(Dataset excerpts)
=== Section Start ===
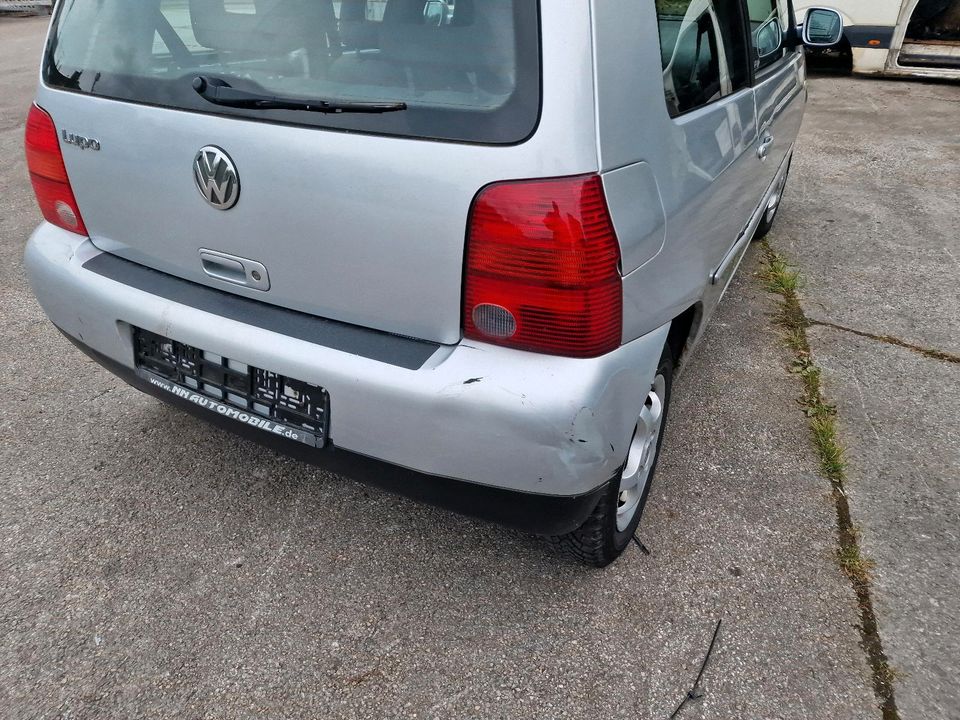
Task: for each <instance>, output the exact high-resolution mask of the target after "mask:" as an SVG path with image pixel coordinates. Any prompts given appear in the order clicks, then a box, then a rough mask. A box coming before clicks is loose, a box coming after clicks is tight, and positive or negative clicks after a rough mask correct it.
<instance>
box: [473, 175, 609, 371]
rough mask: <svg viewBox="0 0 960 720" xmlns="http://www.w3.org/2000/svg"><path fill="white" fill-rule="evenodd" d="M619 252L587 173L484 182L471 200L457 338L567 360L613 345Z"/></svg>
mask: <svg viewBox="0 0 960 720" xmlns="http://www.w3.org/2000/svg"><path fill="white" fill-rule="evenodd" d="M619 262H620V245H619V243H618V242H617V236H616V233H615V232H614V228H613V221H612V220H611V218H610V212H609V210H608V208H607V201H606V198H605V197H604V194H603V183H602V181H601V180H600V177H599V176H597V175H587V176H582V177H573V178H557V179H553V180H534V181H523V182H512V183H501V184H497V185H491V186H489V187H487V188H485V189H484V190H482V191H481V192H480V194H479V195H478V196H477V198H476V200H475V201H474V203H473V209H472V210H471V214H470V225H469V232H468V238H467V264H466V275H465V285H466V287H465V288H464V312H463V324H464V332H465V335H466V336H467V337H469V338H474V339H477V340H484V341H486V342H490V343H495V344H497V345H505V346H508V347H513V348H518V349H521V350H532V351H534V352H543V353H550V354H553V355H565V356H568V357H581V358H585V357H597V356H598V355H603V354H604V353H607V352H610V351H611V350H614V349H616V348H617V347H619V345H620V338H621V334H622V324H623V320H622V318H623V286H622V281H621V277H620V270H619Z"/></svg>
=== Section End ===
WORK REQUIRED: When pictures appear in the records above, leave them out and reproduce exactly each line from the first through the line containing "box: [473, 175, 609, 371]", both included.

SOLUTION FOR THIS TASK:
Task: for each <instance>, output the exact high-resolution mask of the target after "mask:" as an SVG path with image pixel coordinates. Any prompts given appear in the order clicks, then a box, then a rough mask. A box coming before clicks is loose, a box coming after clicks is tight, and positive or negative clicks after a rough mask correct it.
<instance>
box: [473, 175, 609, 371]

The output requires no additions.